VORLIEGENDER TEXT>
Presseschau

Basler Zeitung vom 13.05.2008

Das Hochamt zu Sankt Jakob

Rotblaue Priester, treue Gläubige und ein goldener Kelch – Basel feierte den FCB
ALOIS BISCHOF (Text), ROLAND SCHMID (Fotos)

Finalissima, Endspiel, Showdown: Der FC Basel am Samstag gegen die Young Boys – das Spiel der Spiele wurde zelebriert und die Fussballgläubigen pilgerten ins Stadion.

Seltsam, wie sich so eine Geschichte manchmal entwickelt, zuspitzt. Das Schicksal führt Dramaturgie, setzt dem Gedanken, um den sich alles gedreht hat, einen Schlusspunkt.

Nicht vorgreifen – die kleine, malerische, einleuchtende Szene spielt sich erst um ein Uhr nachts im Restaurant «Manger et Boire», in der Bierseligkeit der Meisterfeier ab, und aus dieser dumpfen, lärmigen Benommenheit hallt ab und an wieder ein «FCBeeee».

Jetzt ist aber immer noch Samstag, nachmittags um vier, Rotblau beginnt sich zu sammeln, auf dem Gehsteig des «Braunen Mutz» stossen die dickwandigen Gläser zusammen, und drin, in der Bierhalle, sitzen inmitten der Gesänge fünf gelbschwarze Pilgerer aus Bern und benehmen sich nicht gerade ängstlich, aber zurückhaltend, scheu.

BEREITGESTELLTE DATENSÄTZE>
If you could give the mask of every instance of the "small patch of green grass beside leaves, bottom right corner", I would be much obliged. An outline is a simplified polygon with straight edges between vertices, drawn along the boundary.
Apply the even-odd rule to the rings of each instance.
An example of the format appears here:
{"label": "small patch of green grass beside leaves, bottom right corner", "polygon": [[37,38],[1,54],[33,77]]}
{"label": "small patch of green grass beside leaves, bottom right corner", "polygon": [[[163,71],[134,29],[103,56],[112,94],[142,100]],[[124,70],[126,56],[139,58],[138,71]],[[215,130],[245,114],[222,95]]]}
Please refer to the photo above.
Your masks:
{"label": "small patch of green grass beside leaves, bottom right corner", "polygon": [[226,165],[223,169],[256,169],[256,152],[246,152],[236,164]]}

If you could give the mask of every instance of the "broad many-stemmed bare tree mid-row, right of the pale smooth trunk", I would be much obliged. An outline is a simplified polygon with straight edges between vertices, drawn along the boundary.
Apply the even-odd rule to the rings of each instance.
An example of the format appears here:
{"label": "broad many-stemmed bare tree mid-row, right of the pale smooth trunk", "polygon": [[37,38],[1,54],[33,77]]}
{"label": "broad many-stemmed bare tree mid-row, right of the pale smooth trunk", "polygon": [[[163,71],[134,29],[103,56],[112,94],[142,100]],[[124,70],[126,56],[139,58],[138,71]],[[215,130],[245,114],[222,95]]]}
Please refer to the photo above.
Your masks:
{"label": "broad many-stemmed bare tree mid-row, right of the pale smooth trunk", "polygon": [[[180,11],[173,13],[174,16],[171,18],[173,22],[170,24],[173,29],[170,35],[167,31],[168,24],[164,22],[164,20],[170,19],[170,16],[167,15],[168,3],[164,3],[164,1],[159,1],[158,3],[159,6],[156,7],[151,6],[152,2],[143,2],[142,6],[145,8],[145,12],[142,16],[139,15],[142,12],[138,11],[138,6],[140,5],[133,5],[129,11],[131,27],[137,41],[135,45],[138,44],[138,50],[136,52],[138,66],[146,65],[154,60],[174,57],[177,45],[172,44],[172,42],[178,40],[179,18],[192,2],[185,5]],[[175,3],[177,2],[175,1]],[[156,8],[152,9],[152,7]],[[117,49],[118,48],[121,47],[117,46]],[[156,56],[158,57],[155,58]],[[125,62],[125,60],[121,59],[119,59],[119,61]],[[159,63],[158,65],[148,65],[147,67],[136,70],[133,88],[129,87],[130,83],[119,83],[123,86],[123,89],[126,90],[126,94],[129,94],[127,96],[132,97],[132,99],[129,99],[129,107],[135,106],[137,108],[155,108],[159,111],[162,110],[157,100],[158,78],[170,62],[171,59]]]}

AUFGABE A>
Beantworten Sie zum Artikel über den FC Basel diese Fragen:
(i) In welcher Zeitung und an welchem Datum ist der Artikel erschienen?
(ii) Gegen welche Mannschaft spielte der FC Basel am Samstag?
(iii) Wie viele gelbschwarze Pilgerer aus Bern sitzen in der Bierhalle des «Braunen Mutz»?
AUFGABE B> Entnehmen Sie dem Artikel über den FC Basel den Abschnitt zwischen „Finalissima, Endspiel, Showdown: Der“ und „hat, einen Schlusspunkt.“, beide eingeschlossen, und geben Sie ihn wortgetreu wieder.
AUFGABE C> Führen Sie den Artikel über den FC Basel im selben Stil nach seinem letzten Satz fort.

LÖSUNG A>
(i) In der Basler Zeitung vom 13.05.2008.
(ii) Gegen die Young Boys.
(iii) Fünf.

LÖSUNG B>
Finalissima, Endspiel, Showdown: Der FC Basel am Samstag gegen die Young Boys – das Spiel der Spiele wurde zelebriert und die Fussballgläubigen pilgerten ins Stadion.

Seltsam, wie sich so eine Geschichte manchmal entwickelt, zuspitzt. Das Schicksal führt Dramaturgie, setzt dem Gedanken, um den sich alles gedreht hat, einen Schlusspunkt.

LÖSUNG C>
Jetzt singen sie das «Schacherseppli», und wieder tauchen die Lippen in den Schaum des Biers, denn schliesslich gilt es vorzuholen … das Alkoholverbot im Stadion trägt Früchte, und eigentlich ist es nur würdig und recht, nüchtern zur heiligen Kommunion zu kommen.

Ja, jeder Club hat seine Stärken und seine Schwächen und einen harten Match wird es geben und die beiden älteren Damen gehen nicht ins Stadion, das wäre ihnen zu gefährlich, von wegen diesen brennenden Dingern, ja, wie heissen die, Petarden, und ein altes Paar lacht sich kaputt, weil sie vor dem Spiel Schweiz gegen Österreich gefilzt wurden, lächerlich, einfach keine Menschenkenntnis haben die, und dass diesem Varela eine Sperre geschenkt wurde …

Drachen und Götter. Einer stolpert, kippt vom heimatlichen Gehsteig – was macht der andere dort? – fällt auf die Strasse, der ist ja besoffen, der kommt nicht ins Stadion.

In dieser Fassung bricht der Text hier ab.